[Campaigns-l] Candidate Inclusion

Janet Hawtin lucychili at gmail.com
Fri Aug 11 03:42:43 UTC 2006


On 8/11/06, Jonathan Trenn <jonathan_trenn at yahoo.com> wrote:

> I most definitely want them to participate.  I'm not looking at this as a
> place to bash them.  It doesn't mean it has to be one or the other.  And I'm
> not calling for restrictions against candidate involvement.  My concern is
> that I hope that they end up respecting this for what it is.  So far, from
> what I've seen, many in the political arena haven't.  Which leads me to my
> original point.  We have to be congnizant that a decent amount of people in
> the political arena will not have the purest of motives.
>
> Here's a quick example of abuse, in this case involving YouTube:
> http://abcnews.go.com/GMA/story?id=2273111&page=1

Fair point. OK so we have to be conscious of the possibility of
astroturf, and to be aware that our perspectives might get restricted
by people with vested interests locking down specific issues. And to
find ways to respond to that so that they are only temporary
blockages. Negotiated opinions are not going to be a cakewalk. In some
cases there are likely to be multiple truths even after we negotiate
for common ground and look at options for forwards.

Figuring out ways to respond when things get bent is probably
something which we need for ourselves as well. It happens informally
as a part of people promoting their own perspectives. Possibly with
more formal entities doing this kind of thing
they stand to run a bigger risk of being discredited as in the above example?
Possibly they are going to be sneakier in future.

Cory Doctorow recently did an interview where he discussed graceful failure
with regard to wikipedia, ie the idea that when something gets bent it
does so in ways which can be recoverable and that distributed media
are better at that kind of response than traditional models. He also
talks about reading intelligently and not taking things at face value.

» **Prompt A**
According to the mailing list post, who recently gave an interview about graceful failure with regard to wikipedia?
» **Prompt B**
Copy out the part of the mailing list post starting with "Janet Hawtin lucychili" and going on through "purest of motives.".

» **Information shown**
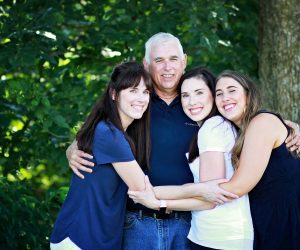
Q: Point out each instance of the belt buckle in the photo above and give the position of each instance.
(161, 216)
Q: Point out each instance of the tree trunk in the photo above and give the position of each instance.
(279, 62)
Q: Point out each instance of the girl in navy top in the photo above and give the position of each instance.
(116, 133)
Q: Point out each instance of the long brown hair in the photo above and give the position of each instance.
(125, 75)
(253, 105)
(209, 79)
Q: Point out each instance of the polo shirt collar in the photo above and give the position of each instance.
(154, 96)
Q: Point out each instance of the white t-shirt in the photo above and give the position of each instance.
(227, 226)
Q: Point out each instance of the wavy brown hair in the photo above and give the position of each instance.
(210, 80)
(125, 75)
(253, 105)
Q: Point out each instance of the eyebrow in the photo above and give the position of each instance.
(229, 87)
(161, 58)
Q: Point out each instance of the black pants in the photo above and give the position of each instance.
(198, 247)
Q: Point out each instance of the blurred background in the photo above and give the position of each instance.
(56, 58)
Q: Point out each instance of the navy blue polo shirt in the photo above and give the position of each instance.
(92, 215)
(171, 134)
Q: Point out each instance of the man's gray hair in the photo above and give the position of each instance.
(160, 38)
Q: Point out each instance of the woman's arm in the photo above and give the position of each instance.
(76, 160)
(207, 191)
(131, 174)
(147, 198)
(264, 133)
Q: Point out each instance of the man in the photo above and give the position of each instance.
(171, 134)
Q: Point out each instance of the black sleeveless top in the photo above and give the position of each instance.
(275, 202)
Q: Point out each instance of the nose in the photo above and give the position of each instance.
(192, 100)
(167, 65)
(143, 97)
(225, 97)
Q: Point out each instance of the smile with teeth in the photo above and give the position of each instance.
(195, 111)
(167, 75)
(229, 107)
(138, 107)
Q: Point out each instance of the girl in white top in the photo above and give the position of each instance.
(227, 226)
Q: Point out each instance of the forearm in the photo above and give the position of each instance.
(189, 204)
(70, 148)
(240, 188)
(178, 192)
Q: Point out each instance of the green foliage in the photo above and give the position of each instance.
(55, 60)
(25, 219)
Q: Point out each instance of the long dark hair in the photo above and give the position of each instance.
(210, 80)
(125, 75)
(251, 109)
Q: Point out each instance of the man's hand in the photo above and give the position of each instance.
(146, 197)
(76, 160)
(211, 192)
(293, 140)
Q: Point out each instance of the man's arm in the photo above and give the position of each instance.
(76, 160)
(147, 198)
(293, 140)
(208, 191)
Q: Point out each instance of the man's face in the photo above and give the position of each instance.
(166, 66)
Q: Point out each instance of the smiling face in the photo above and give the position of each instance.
(231, 99)
(132, 103)
(196, 99)
(166, 66)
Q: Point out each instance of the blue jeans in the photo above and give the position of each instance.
(147, 233)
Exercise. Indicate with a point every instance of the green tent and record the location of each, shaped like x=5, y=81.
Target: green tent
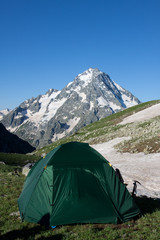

» **Correct output A**
Cory Doctorow

» **Correct output B**
Janet Hawtin lucychili at gmail.com
Fri Aug 11 03:42:43 UTC 2006


On 8/11/06, Jonathan Trenn <jonathan_trenn at yahoo.com> wrote:

> I most definitely want them to participate.  I'm not looking at this as a
> place to bash them.  It doesn't mean it has to be one or the other.  And I'm
> not calling for restrictions against candidate involvement.  My concern is
> that I hope that they end up respecting this for what it is.  So far, from
> what I've seen, many in the political arena haven't.  Which leads me to my
> original point.  We have to be congnizant that a decent amount of people in
> the political arena will not have the purest of motives.